(begin)

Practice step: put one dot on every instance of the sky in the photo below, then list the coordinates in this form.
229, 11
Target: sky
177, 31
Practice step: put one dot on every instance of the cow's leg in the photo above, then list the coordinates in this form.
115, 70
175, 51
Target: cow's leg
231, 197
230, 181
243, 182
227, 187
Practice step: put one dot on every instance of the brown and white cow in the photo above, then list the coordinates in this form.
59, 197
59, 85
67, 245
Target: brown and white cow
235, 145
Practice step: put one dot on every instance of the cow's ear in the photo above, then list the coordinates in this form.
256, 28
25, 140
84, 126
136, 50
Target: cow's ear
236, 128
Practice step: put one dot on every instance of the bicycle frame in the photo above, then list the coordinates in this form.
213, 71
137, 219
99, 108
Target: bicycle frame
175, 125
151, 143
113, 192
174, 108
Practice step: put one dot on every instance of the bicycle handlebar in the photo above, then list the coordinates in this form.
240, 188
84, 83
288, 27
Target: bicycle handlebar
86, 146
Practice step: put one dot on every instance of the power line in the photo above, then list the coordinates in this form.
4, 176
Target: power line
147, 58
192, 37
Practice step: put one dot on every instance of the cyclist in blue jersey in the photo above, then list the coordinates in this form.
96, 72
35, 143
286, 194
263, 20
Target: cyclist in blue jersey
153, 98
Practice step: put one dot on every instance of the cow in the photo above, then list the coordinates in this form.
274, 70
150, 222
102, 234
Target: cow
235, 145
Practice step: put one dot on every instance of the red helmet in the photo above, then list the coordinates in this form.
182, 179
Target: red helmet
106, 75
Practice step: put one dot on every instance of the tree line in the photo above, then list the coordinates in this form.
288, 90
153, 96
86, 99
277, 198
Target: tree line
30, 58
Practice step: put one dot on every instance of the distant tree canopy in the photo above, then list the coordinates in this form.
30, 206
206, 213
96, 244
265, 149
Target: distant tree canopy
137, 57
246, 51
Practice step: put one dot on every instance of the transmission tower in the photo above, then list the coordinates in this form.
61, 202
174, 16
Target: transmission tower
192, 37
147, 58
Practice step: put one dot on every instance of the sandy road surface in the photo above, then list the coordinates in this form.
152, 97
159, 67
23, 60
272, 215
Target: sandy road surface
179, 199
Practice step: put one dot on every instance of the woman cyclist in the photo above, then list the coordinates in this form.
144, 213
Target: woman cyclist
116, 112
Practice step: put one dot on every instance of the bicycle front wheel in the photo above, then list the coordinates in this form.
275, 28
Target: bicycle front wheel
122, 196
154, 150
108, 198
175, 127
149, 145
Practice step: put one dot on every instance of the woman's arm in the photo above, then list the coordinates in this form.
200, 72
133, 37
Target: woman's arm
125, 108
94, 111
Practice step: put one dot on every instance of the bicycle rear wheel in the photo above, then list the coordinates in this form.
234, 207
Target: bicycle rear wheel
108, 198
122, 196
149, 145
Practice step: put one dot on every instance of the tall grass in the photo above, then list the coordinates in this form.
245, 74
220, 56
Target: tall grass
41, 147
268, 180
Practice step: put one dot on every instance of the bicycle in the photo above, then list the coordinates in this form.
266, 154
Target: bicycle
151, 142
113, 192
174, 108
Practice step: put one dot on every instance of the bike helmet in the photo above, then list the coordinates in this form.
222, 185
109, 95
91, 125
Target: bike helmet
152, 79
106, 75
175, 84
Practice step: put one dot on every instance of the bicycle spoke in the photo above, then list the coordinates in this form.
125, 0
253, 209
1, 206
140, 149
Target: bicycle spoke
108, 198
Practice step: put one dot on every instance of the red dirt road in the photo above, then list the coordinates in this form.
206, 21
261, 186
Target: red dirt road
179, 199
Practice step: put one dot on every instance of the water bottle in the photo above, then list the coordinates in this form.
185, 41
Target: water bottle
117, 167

(end)

TASK GOAL: Could you copy out, unchanged, the lines from the one containing "the red dirt" through the final line above, both included?

WRITTEN ANSWER:
Practice step: put one dot on every instance of the red dirt road in the photo above, then list the coordinates in this form.
206, 21
261, 186
Target: red dirt road
179, 199
Practice step: put one dot on every instance of the water bottle in the photo above, then list the coordinates in this form.
185, 41
Target: water bottle
117, 167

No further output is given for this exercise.